### WORK TO BE COMPLETED
Print every record exactly.

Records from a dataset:

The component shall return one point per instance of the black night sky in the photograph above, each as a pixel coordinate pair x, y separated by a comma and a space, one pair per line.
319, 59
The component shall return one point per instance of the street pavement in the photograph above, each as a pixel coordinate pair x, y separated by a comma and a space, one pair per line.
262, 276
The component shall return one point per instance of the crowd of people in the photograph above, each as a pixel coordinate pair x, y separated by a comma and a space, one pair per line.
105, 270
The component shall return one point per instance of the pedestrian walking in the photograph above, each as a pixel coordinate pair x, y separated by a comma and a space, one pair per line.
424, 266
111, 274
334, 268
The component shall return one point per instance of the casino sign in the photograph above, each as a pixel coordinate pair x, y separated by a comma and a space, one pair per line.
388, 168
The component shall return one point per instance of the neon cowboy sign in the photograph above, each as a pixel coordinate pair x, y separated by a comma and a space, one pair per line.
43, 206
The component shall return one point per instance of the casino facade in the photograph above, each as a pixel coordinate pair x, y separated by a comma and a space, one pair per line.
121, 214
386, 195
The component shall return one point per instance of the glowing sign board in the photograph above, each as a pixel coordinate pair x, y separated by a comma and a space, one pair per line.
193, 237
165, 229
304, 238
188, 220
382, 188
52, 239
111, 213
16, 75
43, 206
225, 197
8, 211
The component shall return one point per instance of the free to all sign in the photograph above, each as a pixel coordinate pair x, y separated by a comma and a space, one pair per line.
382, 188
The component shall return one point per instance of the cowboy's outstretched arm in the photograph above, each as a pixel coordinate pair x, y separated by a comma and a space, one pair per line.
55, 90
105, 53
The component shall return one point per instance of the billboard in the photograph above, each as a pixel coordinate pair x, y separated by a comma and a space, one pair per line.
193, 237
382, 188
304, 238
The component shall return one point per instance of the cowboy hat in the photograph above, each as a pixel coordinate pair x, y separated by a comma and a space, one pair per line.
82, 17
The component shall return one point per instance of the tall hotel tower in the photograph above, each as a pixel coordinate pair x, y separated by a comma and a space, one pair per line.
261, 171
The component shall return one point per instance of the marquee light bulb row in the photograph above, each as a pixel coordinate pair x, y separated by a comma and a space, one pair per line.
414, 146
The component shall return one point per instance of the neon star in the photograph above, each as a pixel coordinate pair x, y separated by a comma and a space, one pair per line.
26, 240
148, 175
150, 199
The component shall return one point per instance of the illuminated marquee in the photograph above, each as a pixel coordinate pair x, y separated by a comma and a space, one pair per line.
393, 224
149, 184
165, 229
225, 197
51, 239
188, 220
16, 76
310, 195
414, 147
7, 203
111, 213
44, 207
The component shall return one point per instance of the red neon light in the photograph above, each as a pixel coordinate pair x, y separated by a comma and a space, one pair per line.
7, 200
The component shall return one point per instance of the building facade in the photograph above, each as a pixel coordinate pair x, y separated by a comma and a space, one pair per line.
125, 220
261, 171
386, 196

### WRITTEN SOLUTION
The component shall return one point per instance of the black night sky in the photograph above, each as a pixel coordinate pair x, y separated by a comma and a space, one pair per line.
319, 59
The component shall return one point per instance of the street pavement in the photograph above, each as a pixel coordinate pair x, y separated by a comma and a space, one pair per line.
262, 276
The component shall return one point per instance of the crowd of people in the photograph above, each as a pixel coordinate pair x, y separated by a comma and a space, one pair per line.
105, 270
The component shall return one point per instance of the pedestrian walking in the photograph above, each as a pixel coordinate pair x, y separated by a comma and a space, one pair per line.
424, 266
111, 274
334, 268
The component shall return one point per instance of the casino sign in the photograph above, each as a pixel coordinate pair x, y separated by a comma and a space, one pair per line.
388, 168
The component shall return one point per instance of the neon cowboy sign in the photograph above, each as a pixel coordinate pair x, y separated by a comma and a space, one pair per line.
43, 206
The component shall return one point per instance of the casino facade in the photograph above, each as a pixel coordinate pair x, y separated by a comma and a space, one pair per line.
121, 214
386, 195
The component shall return one point per instance of the glowing sign board in the photograph above, each as a pixel coordinate pair x, y separated by a comma and a space, one pair per line.
193, 237
165, 229
304, 238
188, 220
382, 188
52, 239
111, 213
16, 75
43, 206
225, 197
8, 211
The component shall return one point per instance of the free to all sign in the photograph above, each as a pixel coordinate pair x, y separated by a comma and a space, one pair per line.
382, 188
The component shall return one point per instance of the cowboy's outstretched arm in the photograph above, each as a pixel coordinate pair x, y separated by a comma and a space, one pair per line.
55, 90
105, 53
The component shall return one point per instance of the billboard in the photograph above, each as a pixel coordinate pair x, y separated by a comma and a space, one pair per line.
193, 237
382, 188
304, 238
The component shall return one point per instance of the cowboy hat in the photograph above, each as a pixel coordinate pair x, y separated by a comma and a space, one pair per line.
82, 17
The component shall return one point per instance of the tall hotel tower in the photograph above, each as a pixel coordinate pair x, y separated by a comma and a space, one pair per line.
261, 171
The component shall return one point per instance of the marquee light bulb row in the photograph above, each as a pixel coordinate pair x, y separated by a comma and a space, one pair per line.
414, 146
The component shall return one point per instance of the neon star in the photograph above, each as a pixel coordinate pair x, y separated by a comma and a space, one pair per line.
26, 240
148, 175
150, 199
The component shall return one point per instance of the illuminated marquee in the photograph above, each as a pixel coordinate pair x, y separated by a comma and a space, one pair per line.
393, 224
149, 184
165, 229
225, 197
51, 239
188, 220
16, 76
310, 195
414, 147
7, 203
111, 213
44, 207
The component shall return one point per instance of the red neon light in the photograph above, each as a pixel coordinate pair x, y separated by a comma and a space, one pair per line.
7, 200
The component shall return one point per instance of the building facade in the photograph above, each as a pixel coordinate pair x, y separated by a comma and a space, one pair per line.
125, 220
261, 171
386, 196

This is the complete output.